**AIM:** Copy the data below word for word, leaving out the pictures.

>>>>>

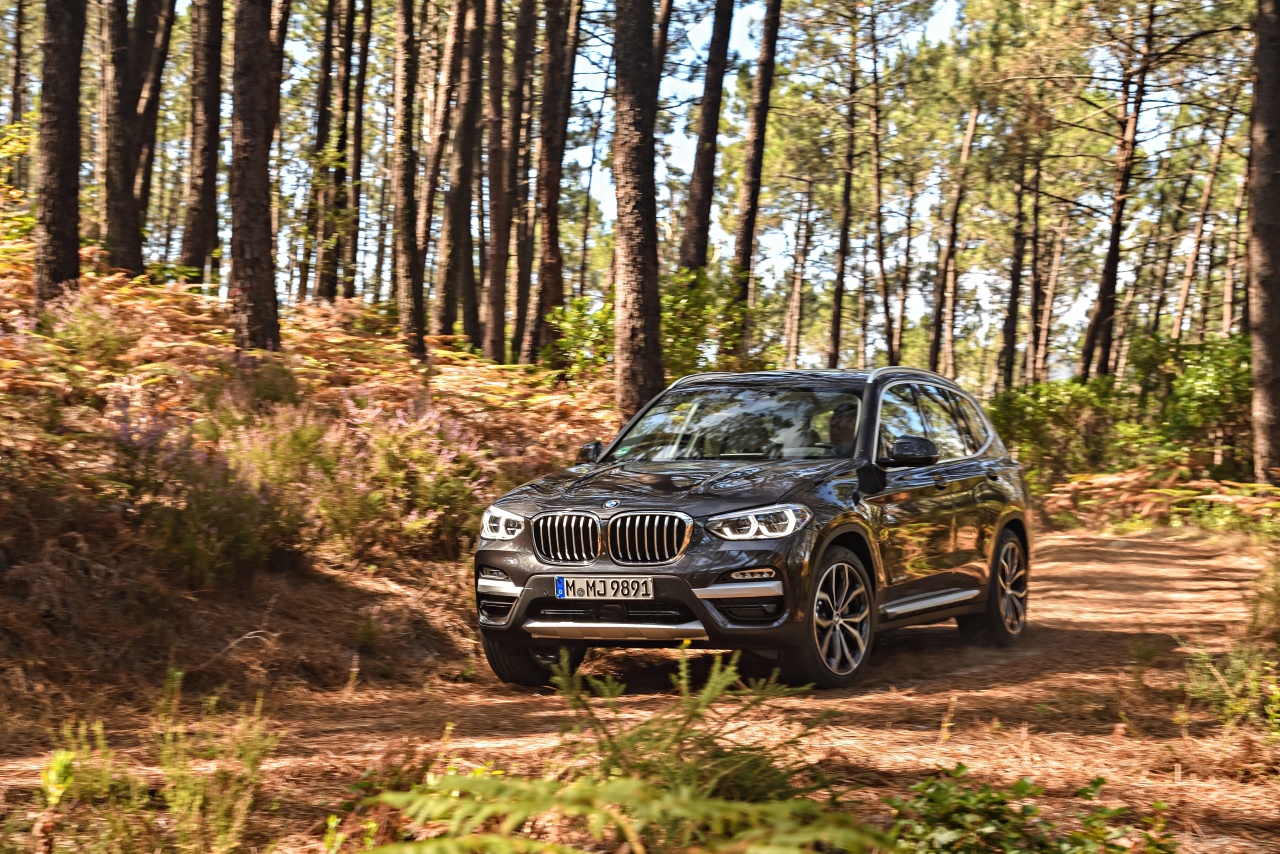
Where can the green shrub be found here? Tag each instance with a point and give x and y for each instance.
(952, 814)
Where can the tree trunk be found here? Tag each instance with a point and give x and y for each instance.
(351, 228)
(149, 108)
(846, 209)
(56, 268)
(749, 190)
(456, 275)
(1265, 242)
(438, 135)
(499, 192)
(1033, 316)
(1233, 256)
(638, 334)
(702, 182)
(795, 304)
(1101, 324)
(333, 231)
(526, 209)
(252, 286)
(18, 91)
(944, 284)
(312, 222)
(1201, 220)
(408, 266)
(560, 54)
(1046, 327)
(200, 224)
(1009, 337)
(878, 197)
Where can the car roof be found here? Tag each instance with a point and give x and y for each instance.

<<<<<

**RESPONSE:**
Where can the green shrub be found here? Tag each instance with a point and give x and y for each instance.
(952, 814)
Where can the tree trunk be found here? Tag each instance with a point and give x and y for each instance.
(351, 228)
(149, 108)
(846, 209)
(56, 268)
(749, 190)
(456, 275)
(1265, 242)
(438, 135)
(499, 192)
(1033, 316)
(1233, 256)
(638, 334)
(702, 182)
(795, 304)
(1101, 324)
(333, 231)
(526, 209)
(252, 286)
(18, 91)
(944, 284)
(312, 222)
(1201, 220)
(408, 266)
(560, 54)
(1046, 327)
(200, 224)
(1009, 337)
(878, 197)
Where can the car roof be found here? Tag each instance with a point and give x and y for each instance.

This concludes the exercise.